_Ziel der Übung:_
Tausche in allen folgenden Einträgen „innermost point“ gegen „central point“ aus und gib sie sonst unverändert wieder.

***** Gegebene Einträge *****

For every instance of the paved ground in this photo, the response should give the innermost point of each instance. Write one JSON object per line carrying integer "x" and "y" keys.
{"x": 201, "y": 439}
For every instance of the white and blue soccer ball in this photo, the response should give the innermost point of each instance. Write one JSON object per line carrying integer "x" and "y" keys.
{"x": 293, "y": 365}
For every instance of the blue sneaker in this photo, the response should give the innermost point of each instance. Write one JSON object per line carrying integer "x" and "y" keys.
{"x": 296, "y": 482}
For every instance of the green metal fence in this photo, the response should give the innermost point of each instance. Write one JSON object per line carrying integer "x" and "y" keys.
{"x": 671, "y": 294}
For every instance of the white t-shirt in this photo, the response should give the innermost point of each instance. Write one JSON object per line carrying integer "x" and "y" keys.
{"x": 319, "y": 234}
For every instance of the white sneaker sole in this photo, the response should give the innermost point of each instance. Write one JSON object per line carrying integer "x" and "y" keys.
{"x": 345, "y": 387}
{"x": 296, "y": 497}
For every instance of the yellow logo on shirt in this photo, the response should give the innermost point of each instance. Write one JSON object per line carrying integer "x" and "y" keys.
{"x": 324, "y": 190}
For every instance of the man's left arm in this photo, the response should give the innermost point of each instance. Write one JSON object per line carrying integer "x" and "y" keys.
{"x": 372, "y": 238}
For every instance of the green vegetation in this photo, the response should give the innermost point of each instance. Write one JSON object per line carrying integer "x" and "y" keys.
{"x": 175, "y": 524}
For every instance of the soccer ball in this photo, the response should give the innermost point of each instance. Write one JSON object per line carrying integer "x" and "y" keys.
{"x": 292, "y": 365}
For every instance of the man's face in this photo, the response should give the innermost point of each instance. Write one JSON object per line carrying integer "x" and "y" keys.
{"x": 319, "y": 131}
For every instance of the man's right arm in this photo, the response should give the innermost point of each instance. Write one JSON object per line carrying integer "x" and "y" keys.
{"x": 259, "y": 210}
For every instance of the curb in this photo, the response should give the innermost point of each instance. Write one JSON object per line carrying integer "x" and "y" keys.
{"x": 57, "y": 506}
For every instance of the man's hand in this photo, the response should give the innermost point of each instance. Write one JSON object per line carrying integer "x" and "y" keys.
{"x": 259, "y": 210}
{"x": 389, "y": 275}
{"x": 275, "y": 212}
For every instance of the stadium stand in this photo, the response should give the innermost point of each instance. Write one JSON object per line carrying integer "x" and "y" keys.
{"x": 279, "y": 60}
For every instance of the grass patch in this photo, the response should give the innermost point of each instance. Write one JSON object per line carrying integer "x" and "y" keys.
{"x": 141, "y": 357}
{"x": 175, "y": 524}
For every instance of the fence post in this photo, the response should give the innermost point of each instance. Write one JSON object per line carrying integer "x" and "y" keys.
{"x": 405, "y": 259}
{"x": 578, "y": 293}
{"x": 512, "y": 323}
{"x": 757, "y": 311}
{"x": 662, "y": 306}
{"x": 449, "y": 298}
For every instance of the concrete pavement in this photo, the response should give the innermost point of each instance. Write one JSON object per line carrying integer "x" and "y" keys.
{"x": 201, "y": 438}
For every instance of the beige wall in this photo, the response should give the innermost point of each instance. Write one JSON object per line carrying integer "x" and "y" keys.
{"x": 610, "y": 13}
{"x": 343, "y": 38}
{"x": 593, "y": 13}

*****

_Lösung:_
For every instance of the paved ground in this photo, the response should give the central point of each instance. Write one JSON object per line carrying integer "x" and "y" keys.
{"x": 201, "y": 439}
For every instance of the white and blue soccer ball in this photo, the response should give the central point of each instance. Write one JSON object per line carrying integer "x" and "y" keys.
{"x": 293, "y": 365}
For every instance of the blue sneaker in this photo, the response should give the central point of each instance. Write one JSON object per line carrying integer "x" and "y" keys.
{"x": 296, "y": 482}
For every instance of the green metal fence in this photo, the response should give the central point of each instance. Write one JSON object per line carrying integer "x" and "y" keys.
{"x": 671, "y": 294}
For every instance of the white t-shirt in this photo, the response should give the central point of each instance. Write one JSON object per line carrying integer "x" and "y" keys.
{"x": 319, "y": 234}
For every instance of the white sneaker sole in this photo, the response should give the central point of each instance. Write one JSON object per line carrying integer "x" and "y" keys.
{"x": 345, "y": 387}
{"x": 296, "y": 497}
For every instance of the yellow logo on shirt in this photo, the response should give the central point of each instance. Write one JSON object per line carrying integer "x" and "y" keys.
{"x": 324, "y": 190}
For every instance of the man's left arm in this photo, the response should give the central point of each instance. Write one JSON object per line carrying integer "x" and "y" keys.
{"x": 372, "y": 238}
For every instance of the green vegetation in this photo, the response should give the central point of each instance. Write one JSON object per line carrying integer "x" and "y" keys.
{"x": 175, "y": 524}
For every instance of the soccer ball in this photo, the response should give the central point of each instance. Write one JSON object per line carrying integer "x" and "y" keys.
{"x": 292, "y": 365}
For every instance of the man's face in this photo, the response should give the central point of each instance. Write one JSON object per line carrying integer "x" and "y" keys.
{"x": 319, "y": 131}
For every instance of the man's right arm in this photo, the response should give the central point of each instance. Write one JSON object per line carrying integer "x" and "y" keys.
{"x": 259, "y": 210}
For every instance of the curb in this photo, the response should give the central point of each instance. Write one JSON object per line carrying integer "x" and "y" keys.
{"x": 57, "y": 506}
For every instance of the man's hand in this photo, the response should give the central point of each instance. Write one JSON object per line carrying integer "x" and "y" keys.
{"x": 259, "y": 210}
{"x": 389, "y": 275}
{"x": 275, "y": 212}
For every instance of the stadium stand in this photo, the response should give the central point of each instance. Write one JSON object per line carrying integer "x" and "y" keys.
{"x": 279, "y": 60}
For every instance of the grass patch in this photo, the response should give the central point of each instance. Write one JSON object per line carrying integer "x" and "y" keys.
{"x": 141, "y": 357}
{"x": 175, "y": 524}
For every instance of the fence post in this photo, the response should give the central point of each instance. Write one JSON object per line carrying integer "x" and "y" keys.
{"x": 405, "y": 259}
{"x": 578, "y": 293}
{"x": 512, "y": 323}
{"x": 757, "y": 311}
{"x": 662, "y": 306}
{"x": 449, "y": 298}
For every instance of the concrete pavement in this photo, the response should give the central point of each instance. Write one JSON object per line carrying integer "x" and "y" keys.
{"x": 201, "y": 438}
For every instance of the beige wall in this photo, the response should give the central point of each instance. Write one JSON object per line carrying integer "x" and "y" keys.
{"x": 610, "y": 13}
{"x": 343, "y": 38}
{"x": 593, "y": 13}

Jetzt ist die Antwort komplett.